(EXERCISE PROMPT) Rewrite the lines from the one with "Category: goat's white fur" up to and including the final line, and offset every pixel coordinate by adding 56 to both its x and y values. Keep all other text in those lines unchanged.

# Start of TASK INPUTS

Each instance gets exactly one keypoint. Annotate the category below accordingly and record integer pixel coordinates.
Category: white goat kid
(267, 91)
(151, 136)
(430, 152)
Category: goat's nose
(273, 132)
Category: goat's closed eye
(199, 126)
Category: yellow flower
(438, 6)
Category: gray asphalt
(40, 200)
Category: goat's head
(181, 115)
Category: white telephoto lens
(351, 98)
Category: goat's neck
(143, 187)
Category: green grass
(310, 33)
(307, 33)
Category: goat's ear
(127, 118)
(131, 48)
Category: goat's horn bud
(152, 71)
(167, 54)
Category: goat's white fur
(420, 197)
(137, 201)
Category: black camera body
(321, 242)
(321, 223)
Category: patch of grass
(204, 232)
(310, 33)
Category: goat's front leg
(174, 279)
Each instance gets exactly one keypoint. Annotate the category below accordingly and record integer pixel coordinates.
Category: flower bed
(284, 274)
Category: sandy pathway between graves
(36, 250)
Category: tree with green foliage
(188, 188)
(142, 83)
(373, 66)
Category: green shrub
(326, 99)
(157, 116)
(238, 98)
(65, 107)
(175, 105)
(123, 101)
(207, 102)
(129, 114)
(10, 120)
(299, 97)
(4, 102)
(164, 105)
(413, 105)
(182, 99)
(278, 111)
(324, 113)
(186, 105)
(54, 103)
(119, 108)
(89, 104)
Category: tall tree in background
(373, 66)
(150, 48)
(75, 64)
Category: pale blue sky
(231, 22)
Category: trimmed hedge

# End of TASK INPUTS

(ANSWER FOR THIS EXERCISE)
Category: goat's white fur
(476, 253)
(193, 257)
Category: black camera body
(377, 298)
(377, 279)
Category: patch of grass
(260, 288)
(366, 89)
Category: goat's front leg
(230, 335)
Each instance gets exactly one keypoint. Annotate the category below accordingly and record integer pixel coordinates.
Category: flower bed
(340, 330)
Category: sandy pathway between graves
(92, 306)
Category: tree with green foliage
(244, 244)
(198, 139)
(429, 122)
Category: green shrub
(382, 155)
(213, 172)
(294, 154)
(121, 163)
(231, 161)
(179, 157)
(263, 158)
(185, 170)
(66, 176)
(355, 153)
(60, 158)
(220, 161)
(469, 161)
(238, 155)
(334, 167)
(380, 169)
(242, 161)
(110, 159)
(175, 164)
(145, 160)
Category: tall tree in background
(429, 122)
(206, 104)
(131, 120)
Category: pale blue sky
(287, 78)
Category: trimmed hedge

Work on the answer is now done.